→ Exercise
Reproduce only the part of the records that opens with the line containing "wristwatch --coords pixels" and closes at the end of the records, with every "outline" changed to "trace" and nothing else altered.

→ Provided data
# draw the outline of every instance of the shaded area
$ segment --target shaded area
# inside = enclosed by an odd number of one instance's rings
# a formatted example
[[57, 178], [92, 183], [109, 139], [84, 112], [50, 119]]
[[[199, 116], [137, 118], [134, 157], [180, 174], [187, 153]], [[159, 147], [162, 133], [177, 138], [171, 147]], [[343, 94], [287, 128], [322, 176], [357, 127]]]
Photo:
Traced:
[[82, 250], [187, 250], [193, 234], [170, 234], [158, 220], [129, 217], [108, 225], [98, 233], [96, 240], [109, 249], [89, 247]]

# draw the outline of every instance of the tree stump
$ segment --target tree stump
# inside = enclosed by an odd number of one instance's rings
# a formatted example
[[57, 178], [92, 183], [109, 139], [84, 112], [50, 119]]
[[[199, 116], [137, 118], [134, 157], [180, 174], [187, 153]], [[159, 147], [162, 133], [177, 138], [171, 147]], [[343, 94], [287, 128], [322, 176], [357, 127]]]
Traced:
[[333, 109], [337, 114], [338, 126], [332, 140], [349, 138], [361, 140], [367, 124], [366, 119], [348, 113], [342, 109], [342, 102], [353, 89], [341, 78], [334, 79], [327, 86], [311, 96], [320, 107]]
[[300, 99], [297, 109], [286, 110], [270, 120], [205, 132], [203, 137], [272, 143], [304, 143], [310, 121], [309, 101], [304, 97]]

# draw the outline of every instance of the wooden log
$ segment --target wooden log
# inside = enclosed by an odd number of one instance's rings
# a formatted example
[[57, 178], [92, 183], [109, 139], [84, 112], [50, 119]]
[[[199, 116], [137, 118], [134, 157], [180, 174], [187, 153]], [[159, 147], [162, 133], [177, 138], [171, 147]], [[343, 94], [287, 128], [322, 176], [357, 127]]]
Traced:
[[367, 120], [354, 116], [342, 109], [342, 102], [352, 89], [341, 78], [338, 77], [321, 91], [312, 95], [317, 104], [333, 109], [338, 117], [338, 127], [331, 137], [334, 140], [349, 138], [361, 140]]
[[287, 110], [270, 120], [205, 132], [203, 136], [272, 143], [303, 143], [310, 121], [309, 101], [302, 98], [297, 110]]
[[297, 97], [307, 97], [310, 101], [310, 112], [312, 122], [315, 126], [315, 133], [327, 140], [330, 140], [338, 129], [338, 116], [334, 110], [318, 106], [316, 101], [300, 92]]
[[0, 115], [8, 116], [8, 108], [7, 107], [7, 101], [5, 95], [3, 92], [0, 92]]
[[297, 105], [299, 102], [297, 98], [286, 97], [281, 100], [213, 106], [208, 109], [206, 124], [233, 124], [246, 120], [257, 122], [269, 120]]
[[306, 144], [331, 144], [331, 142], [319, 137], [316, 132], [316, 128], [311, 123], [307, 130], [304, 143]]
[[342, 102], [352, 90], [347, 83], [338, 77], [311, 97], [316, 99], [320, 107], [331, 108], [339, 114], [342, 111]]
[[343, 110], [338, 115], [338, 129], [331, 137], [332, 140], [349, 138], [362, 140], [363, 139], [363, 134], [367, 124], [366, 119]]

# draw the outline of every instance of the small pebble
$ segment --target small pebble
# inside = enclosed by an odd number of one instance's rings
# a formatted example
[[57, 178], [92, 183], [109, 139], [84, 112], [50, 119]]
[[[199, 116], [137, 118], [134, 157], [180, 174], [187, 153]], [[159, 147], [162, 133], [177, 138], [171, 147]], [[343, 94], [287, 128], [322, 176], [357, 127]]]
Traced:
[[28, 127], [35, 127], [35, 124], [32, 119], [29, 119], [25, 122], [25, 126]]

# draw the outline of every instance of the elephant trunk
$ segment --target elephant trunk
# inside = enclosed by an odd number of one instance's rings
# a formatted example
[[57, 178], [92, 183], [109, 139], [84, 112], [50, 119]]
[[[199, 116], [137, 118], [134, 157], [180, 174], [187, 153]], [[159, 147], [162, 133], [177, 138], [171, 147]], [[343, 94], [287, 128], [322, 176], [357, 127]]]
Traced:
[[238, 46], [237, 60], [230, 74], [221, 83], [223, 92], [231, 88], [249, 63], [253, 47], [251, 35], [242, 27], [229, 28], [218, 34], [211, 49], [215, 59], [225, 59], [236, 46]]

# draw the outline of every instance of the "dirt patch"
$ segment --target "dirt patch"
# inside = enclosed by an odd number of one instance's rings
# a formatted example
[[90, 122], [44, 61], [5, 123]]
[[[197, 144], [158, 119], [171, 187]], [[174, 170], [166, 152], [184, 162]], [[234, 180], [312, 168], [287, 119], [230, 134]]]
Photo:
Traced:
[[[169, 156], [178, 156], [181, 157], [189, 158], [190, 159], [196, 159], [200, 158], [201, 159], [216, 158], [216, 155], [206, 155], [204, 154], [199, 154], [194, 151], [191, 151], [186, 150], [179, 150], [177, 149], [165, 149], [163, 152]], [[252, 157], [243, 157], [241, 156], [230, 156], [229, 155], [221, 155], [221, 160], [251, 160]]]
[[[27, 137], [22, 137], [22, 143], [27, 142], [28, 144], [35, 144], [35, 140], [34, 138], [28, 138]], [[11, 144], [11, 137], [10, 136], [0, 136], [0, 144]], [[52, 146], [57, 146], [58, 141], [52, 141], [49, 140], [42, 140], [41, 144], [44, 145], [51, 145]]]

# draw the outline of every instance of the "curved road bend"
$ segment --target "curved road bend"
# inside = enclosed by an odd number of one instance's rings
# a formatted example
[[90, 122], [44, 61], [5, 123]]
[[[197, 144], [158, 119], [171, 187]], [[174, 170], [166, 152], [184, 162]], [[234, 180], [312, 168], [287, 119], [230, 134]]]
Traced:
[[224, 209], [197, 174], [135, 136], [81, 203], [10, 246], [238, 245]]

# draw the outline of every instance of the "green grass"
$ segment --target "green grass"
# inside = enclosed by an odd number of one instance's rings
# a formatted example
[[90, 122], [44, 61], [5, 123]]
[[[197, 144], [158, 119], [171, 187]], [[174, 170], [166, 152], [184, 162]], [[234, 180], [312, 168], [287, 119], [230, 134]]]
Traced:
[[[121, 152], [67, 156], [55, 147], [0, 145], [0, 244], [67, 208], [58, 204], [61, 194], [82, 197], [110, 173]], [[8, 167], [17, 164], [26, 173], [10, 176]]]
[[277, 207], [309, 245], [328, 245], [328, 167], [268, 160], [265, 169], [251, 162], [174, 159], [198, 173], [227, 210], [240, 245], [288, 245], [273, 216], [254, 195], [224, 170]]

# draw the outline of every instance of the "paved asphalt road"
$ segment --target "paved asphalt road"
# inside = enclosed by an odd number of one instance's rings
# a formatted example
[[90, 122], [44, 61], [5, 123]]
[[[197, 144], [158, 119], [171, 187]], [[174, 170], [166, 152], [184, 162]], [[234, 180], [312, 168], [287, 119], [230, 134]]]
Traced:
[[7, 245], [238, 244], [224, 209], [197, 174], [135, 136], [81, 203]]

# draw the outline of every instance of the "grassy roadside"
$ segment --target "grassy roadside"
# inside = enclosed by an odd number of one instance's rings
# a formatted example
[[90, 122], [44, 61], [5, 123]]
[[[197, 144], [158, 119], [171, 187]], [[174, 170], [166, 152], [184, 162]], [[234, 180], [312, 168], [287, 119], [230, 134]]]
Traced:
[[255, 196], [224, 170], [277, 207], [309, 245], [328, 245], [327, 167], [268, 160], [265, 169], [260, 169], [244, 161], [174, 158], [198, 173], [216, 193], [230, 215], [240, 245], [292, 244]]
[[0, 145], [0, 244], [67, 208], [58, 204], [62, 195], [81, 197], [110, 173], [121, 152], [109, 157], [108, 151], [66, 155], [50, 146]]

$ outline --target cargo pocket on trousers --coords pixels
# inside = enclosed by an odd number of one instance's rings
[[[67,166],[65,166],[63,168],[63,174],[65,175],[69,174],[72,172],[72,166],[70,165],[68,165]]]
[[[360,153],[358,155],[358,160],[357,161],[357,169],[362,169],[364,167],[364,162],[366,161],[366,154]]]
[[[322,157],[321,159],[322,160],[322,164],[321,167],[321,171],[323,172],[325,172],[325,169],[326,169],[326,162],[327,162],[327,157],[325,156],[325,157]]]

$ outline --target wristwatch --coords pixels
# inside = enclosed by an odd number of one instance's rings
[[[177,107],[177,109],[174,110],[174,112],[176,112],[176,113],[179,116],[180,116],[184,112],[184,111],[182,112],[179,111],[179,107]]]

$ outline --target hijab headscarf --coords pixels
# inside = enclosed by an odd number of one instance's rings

→ Result
$ trace --target wristwatch --coords pixels
# inside = enclosed by an odd number of one instance's rings
[[[177,107],[177,109],[174,110],[174,112],[176,112],[176,113],[179,116],[180,116],[184,112],[184,111],[182,112],[179,111],[179,107]]]

$ trace --target hijab headscarf --coords pixels
# inside = enclosed by an odd number of one instance's rings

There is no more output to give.